Prompt
All the data must come back unchanged, except that pictures are left out.

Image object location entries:

****************************************

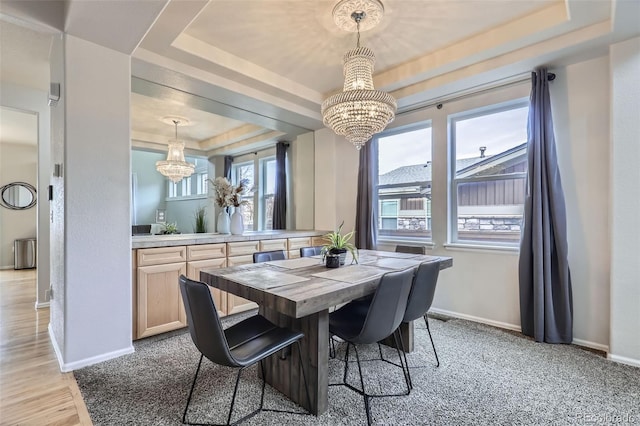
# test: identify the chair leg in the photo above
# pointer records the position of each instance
(364, 394)
(233, 398)
(304, 376)
(193, 385)
(426, 321)
(401, 354)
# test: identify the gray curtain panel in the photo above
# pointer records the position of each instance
(546, 303)
(280, 196)
(366, 219)
(228, 161)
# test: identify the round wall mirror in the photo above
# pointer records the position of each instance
(18, 196)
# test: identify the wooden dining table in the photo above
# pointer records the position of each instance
(298, 293)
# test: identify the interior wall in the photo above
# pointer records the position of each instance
(151, 187)
(302, 168)
(18, 163)
(95, 307)
(35, 101)
(483, 283)
(335, 183)
(579, 95)
(625, 201)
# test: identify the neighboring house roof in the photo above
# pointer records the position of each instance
(467, 166)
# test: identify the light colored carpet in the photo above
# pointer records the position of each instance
(487, 376)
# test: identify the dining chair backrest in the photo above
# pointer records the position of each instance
(204, 323)
(422, 291)
(310, 251)
(410, 249)
(387, 307)
(266, 256)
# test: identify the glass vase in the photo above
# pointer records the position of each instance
(237, 222)
(223, 222)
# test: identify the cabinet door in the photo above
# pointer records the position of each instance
(236, 304)
(219, 297)
(160, 307)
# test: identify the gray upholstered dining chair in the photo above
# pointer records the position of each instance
(310, 251)
(367, 323)
(240, 346)
(421, 297)
(266, 256)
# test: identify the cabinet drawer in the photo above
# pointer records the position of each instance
(318, 241)
(294, 254)
(242, 247)
(297, 243)
(162, 255)
(206, 251)
(269, 245)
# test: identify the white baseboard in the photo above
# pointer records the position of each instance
(592, 345)
(499, 324)
(624, 360)
(70, 366)
(514, 327)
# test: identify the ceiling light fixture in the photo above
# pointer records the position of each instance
(175, 167)
(359, 111)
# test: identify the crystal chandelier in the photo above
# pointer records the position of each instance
(175, 167)
(359, 111)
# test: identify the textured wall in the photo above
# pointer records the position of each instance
(625, 201)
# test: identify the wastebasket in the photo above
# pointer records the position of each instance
(24, 253)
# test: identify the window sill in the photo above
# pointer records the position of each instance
(190, 197)
(481, 247)
(407, 240)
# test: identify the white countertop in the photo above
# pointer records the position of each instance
(149, 241)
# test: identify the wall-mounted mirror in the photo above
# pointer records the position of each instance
(18, 196)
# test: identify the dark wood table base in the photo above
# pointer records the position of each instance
(285, 375)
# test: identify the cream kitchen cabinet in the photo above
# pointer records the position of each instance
(208, 256)
(158, 301)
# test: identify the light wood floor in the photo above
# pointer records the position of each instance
(33, 391)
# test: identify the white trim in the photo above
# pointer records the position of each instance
(513, 327)
(67, 367)
(40, 305)
(54, 343)
(624, 360)
(592, 345)
(481, 247)
(499, 324)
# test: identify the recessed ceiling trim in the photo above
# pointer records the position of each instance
(517, 33)
(247, 145)
(164, 82)
(232, 136)
(226, 60)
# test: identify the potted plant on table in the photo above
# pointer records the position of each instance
(340, 244)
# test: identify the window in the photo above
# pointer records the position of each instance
(404, 183)
(245, 171)
(202, 183)
(268, 190)
(489, 160)
(186, 186)
(258, 212)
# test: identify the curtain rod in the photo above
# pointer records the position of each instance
(256, 152)
(473, 91)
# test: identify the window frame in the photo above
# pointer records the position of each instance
(426, 239)
(454, 182)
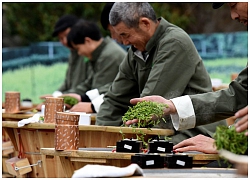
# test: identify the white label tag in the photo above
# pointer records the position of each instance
(182, 163)
(161, 149)
(127, 146)
(150, 162)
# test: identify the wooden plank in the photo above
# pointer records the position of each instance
(89, 160)
(114, 155)
(11, 134)
(16, 117)
(125, 130)
(11, 116)
(67, 166)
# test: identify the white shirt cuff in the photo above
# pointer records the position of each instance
(97, 102)
(57, 93)
(92, 94)
(185, 117)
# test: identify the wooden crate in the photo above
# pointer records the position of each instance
(7, 148)
(16, 162)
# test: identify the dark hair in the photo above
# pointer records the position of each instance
(105, 15)
(63, 23)
(81, 30)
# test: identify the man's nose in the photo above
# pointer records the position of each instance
(234, 15)
(125, 41)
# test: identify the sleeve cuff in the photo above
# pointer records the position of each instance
(185, 117)
(92, 94)
(85, 98)
(97, 102)
(57, 93)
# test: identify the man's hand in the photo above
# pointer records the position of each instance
(199, 143)
(170, 110)
(74, 95)
(82, 107)
(44, 96)
(242, 124)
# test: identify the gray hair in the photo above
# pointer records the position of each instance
(129, 13)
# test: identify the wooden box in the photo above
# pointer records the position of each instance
(17, 162)
(7, 148)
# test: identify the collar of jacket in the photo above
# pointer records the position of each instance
(73, 58)
(158, 34)
(96, 53)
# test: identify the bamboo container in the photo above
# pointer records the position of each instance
(52, 106)
(12, 102)
(66, 131)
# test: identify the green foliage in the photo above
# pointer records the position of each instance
(144, 112)
(228, 139)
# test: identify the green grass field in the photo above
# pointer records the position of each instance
(38, 80)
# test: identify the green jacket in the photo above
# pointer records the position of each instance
(222, 104)
(173, 68)
(76, 73)
(103, 67)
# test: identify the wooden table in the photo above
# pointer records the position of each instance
(75, 159)
(35, 136)
(20, 116)
(191, 173)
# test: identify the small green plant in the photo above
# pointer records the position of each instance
(70, 100)
(228, 139)
(148, 114)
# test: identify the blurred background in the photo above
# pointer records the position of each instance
(34, 63)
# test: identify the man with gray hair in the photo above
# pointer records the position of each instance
(162, 60)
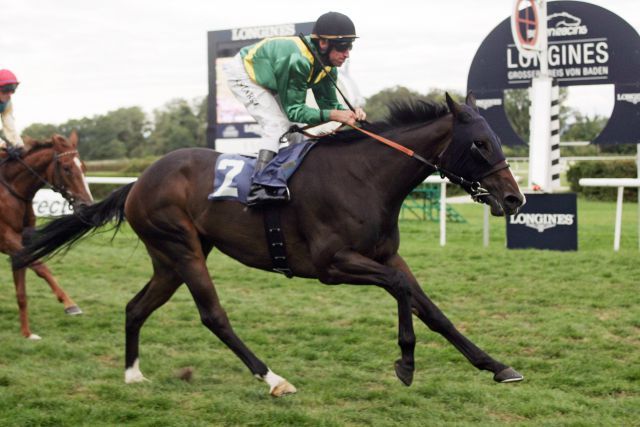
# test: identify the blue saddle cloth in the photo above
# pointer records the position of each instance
(232, 178)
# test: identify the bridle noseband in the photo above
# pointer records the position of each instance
(59, 188)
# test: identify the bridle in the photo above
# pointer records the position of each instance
(474, 188)
(57, 176)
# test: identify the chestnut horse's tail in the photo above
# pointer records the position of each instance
(63, 232)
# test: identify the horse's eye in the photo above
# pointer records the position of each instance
(480, 144)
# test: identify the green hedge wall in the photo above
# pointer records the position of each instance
(602, 169)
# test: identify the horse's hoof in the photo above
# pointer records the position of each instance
(283, 388)
(74, 310)
(508, 375)
(403, 372)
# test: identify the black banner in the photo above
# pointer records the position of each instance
(546, 221)
(587, 45)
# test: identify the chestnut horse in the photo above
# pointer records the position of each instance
(55, 163)
(341, 225)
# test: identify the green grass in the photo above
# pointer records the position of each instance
(568, 321)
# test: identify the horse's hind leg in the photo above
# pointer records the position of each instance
(156, 292)
(435, 319)
(213, 316)
(43, 271)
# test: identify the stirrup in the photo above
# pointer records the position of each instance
(263, 195)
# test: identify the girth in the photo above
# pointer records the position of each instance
(275, 240)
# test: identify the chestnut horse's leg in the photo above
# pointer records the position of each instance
(160, 288)
(21, 296)
(350, 267)
(431, 315)
(43, 271)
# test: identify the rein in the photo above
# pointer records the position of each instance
(59, 189)
(475, 190)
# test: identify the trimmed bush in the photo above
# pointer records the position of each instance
(602, 169)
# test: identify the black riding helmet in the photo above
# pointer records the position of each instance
(335, 27)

****************************************

Exercise solution
# test: identify the chair leg in the photo above
# pointer records the position of each instance
(364, 394)
(233, 398)
(304, 376)
(193, 385)
(426, 321)
(401, 354)
# test: identify the gray curtain panel in the photo above
# pointer records the position of each instance
(546, 303)
(280, 196)
(366, 219)
(228, 161)
# test: identify the round wall mirror in the photo above
# pointer records the position of each instance
(18, 196)
# test: identify the wooden dining table in the photo above
# pointer records the position of each instance
(298, 293)
# test: identify the interior wall in the photo above
# pointer records the position of each instance
(151, 187)
(302, 168)
(18, 163)
(95, 307)
(35, 101)
(483, 283)
(335, 183)
(579, 95)
(625, 201)
# test: identify the neighboring house roof in the photo above
# pointer records the position of each instance
(467, 166)
# test: identify the light colored carpet in the photo above
# pointer records the position of each instance
(487, 376)
# test: identify the dining chair backrest in the photo above
# pointer records the position of each instance
(204, 323)
(422, 291)
(310, 251)
(410, 249)
(387, 307)
(266, 256)
# test: identify the glass vase in the photo above
# pointer records the position of each instance
(237, 222)
(223, 222)
# test: identify the cabinet door in the photo above
# pointer records the position of each instance
(236, 304)
(219, 297)
(160, 307)
# test: identify the gray upholstered dining chair in the photo above
# pointer records the position of each instance
(310, 251)
(367, 323)
(240, 346)
(421, 297)
(266, 256)
# test: identify the cabinet drawer in the photo above
# pointer records the position of each instance
(318, 241)
(294, 254)
(242, 247)
(297, 243)
(162, 255)
(206, 251)
(269, 245)
# test: identify the white baseboard in the photo above
# pointer records the position of each instance
(592, 345)
(499, 324)
(624, 360)
(70, 366)
(514, 327)
# test: identify the ceiling light fixture in the photo above
# pointer records the position of each instance
(175, 167)
(359, 111)
# test: identify the crystal chandelier in the photo above
# pointer records the position of each instance
(175, 167)
(359, 111)
# test: identify the textured wall in the photo above
# pointer records the position of each instance
(625, 201)
# test: identify the wastebasket in the photo above
# pointer records the position of each instance
(24, 253)
# test: identify the window sill in the photo above
# pointer records the position of each instance
(190, 197)
(481, 247)
(407, 240)
# test: identify the white countertop in the photo above
# pointer records the position of each instance
(149, 241)
# test: identify the wall-mounted mirror in the photo above
# pointer records the position of each instance
(18, 196)
# test: identify the dark wood table base in the photo above
# pointer records the position of each instance
(285, 375)
# test: identify the cream kitchen cabinet in the photo above
# pointer records the position of each instance
(208, 256)
(158, 301)
# test: identify the light wood floor in the photo above
# pointer records the position of each instance
(33, 391)
# test: identify the white trim in the photo above
# pointer records the position of each instance
(513, 327)
(67, 367)
(40, 305)
(54, 343)
(624, 360)
(592, 345)
(481, 247)
(499, 324)
# test: identify the recessed ceiling trim in the photo above
# pointer records the position of each instance
(517, 33)
(247, 145)
(164, 82)
(232, 136)
(226, 60)
# test: identify the potted plant on table in the photo above
# pointer records the position of each instance
(340, 244)
# test: identify the window in the photo above
# pointer records the position of each instance
(404, 183)
(245, 171)
(202, 183)
(268, 190)
(489, 160)
(186, 186)
(258, 212)
# test: identify the curtain rod in the photo above
# pointer records the position of each instance
(256, 152)
(473, 91)
# test: identify the window frame in the photo above
# pointer records the position of each instance
(426, 239)
(454, 182)
# test: identify the white label tag in the photo above
# pointer records the position of each instance
(182, 163)
(161, 149)
(127, 146)
(150, 162)
# test: identify the wooden plank in the photo above
# pointer records the position of each instance
(89, 160)
(114, 155)
(11, 134)
(16, 117)
(125, 130)
(11, 116)
(67, 166)
# test: identify the white shirt cuff in the photo above
# pointer records the position of each instance
(97, 102)
(57, 93)
(92, 94)
(185, 117)
# test: identify the wooden crate in the photo above
# pointer records the position of each instance
(7, 148)
(16, 162)
# test: identify the dark hair in the photo above
# pointer records the position of each instance
(105, 15)
(63, 23)
(81, 30)
# test: identify the man's nose in the photo above
# pointer records the position of each instance
(234, 15)
(125, 41)
# test: identify the sleeve cuff in the photo above
# pointer records the position of each instance
(185, 117)
(92, 94)
(85, 98)
(97, 102)
(57, 93)
# test: identify the man's hand in the photo above
# pointer records the position of each instance
(199, 143)
(170, 110)
(74, 95)
(82, 107)
(44, 96)
(242, 124)
# test: identify the gray hair in the photo above
# pointer records the position of each instance
(129, 13)
# test: identify the wooden box in the photo above
# pointer records the position of each instance
(17, 162)
(7, 148)
# test: identify the collar of jacket in the photo above
# pointer records the position of each instance
(73, 58)
(158, 34)
(96, 53)
# test: identify the bamboo container in the photo above
# pointer records the position of each instance
(52, 106)
(12, 102)
(66, 131)
# test: identify the green foliage in the photo above
# pointer records the position of each instance
(144, 112)
(228, 139)
# test: identify the green grass field in the photo above
# pointer records the position of each instance
(38, 80)
# test: identify the green jacket in the photo above
# pointer records the position of each instance
(222, 104)
(173, 68)
(76, 73)
(103, 67)
# test: identify the wooden table in the photo above
# pointer records the position of each instance
(75, 159)
(35, 136)
(20, 116)
(191, 173)
# test: identify the small green plant in the photo above
# pointer records the position of each instance
(70, 100)
(228, 139)
(148, 114)
# test: identify the blurred background in the photo above
# pointer records the position of each instance
(34, 63)
# test: identify the man with gray hair in the photo above
# pointer records the position of each instance
(162, 60)
# test: identify the blue saddle cloth in the photo above
# pointer records the position of each instance
(232, 178)
# test: identify the bridle noseband in the photo above
# pointer records the position of each instance
(59, 188)
# test: identify the bridle in the photo above
# pointer records the position of each instance
(474, 188)
(57, 176)
# test: identify the chestnut horse's tail in the photo above
# pointer records the position of each instance
(63, 232)
# test: identify the horse's eye in the photo above
# pointer records the position of each instance
(480, 144)
# test: identify the green hedge wall in the photo above
# pointer records the position of each instance
(602, 169)
# test: identify the horse's hoof in the photo above
# pointer records the position of each instance
(283, 388)
(74, 310)
(508, 375)
(403, 372)
# test: identify the black banner in the photo above
# pointer records the position of each instance
(546, 221)
(587, 45)
# test: identify the chestnut horse in the photo above
# pointer records the position of each instance
(55, 163)
(341, 225)
# test: identify the green grass in the photo above
# pointer records the position of each instance
(568, 321)
# test: identify the horse's hind leg in the photo above
# pointer records the position of each instance
(156, 292)
(435, 319)
(213, 316)
(43, 271)
# test: identify the stirrup in the photo above
# pointer records the position of each instance
(263, 195)
# test: identify the girth in the photo above
# pointer records the position of each instance
(275, 240)
# test: identify the chestnut horse's leg in the photo above
# pointer records the position of each instance
(160, 288)
(21, 296)
(350, 267)
(431, 315)
(43, 271)
# test: identify the rein in the photo above
# pointer records the position of each instance
(59, 189)
(475, 190)
# test: identify the trimmed bush in the photo above
# pointer records the position of each instance
(602, 169)
# test: identify the black riding helmet in the photo above
# pointer records the position of each instance
(335, 27)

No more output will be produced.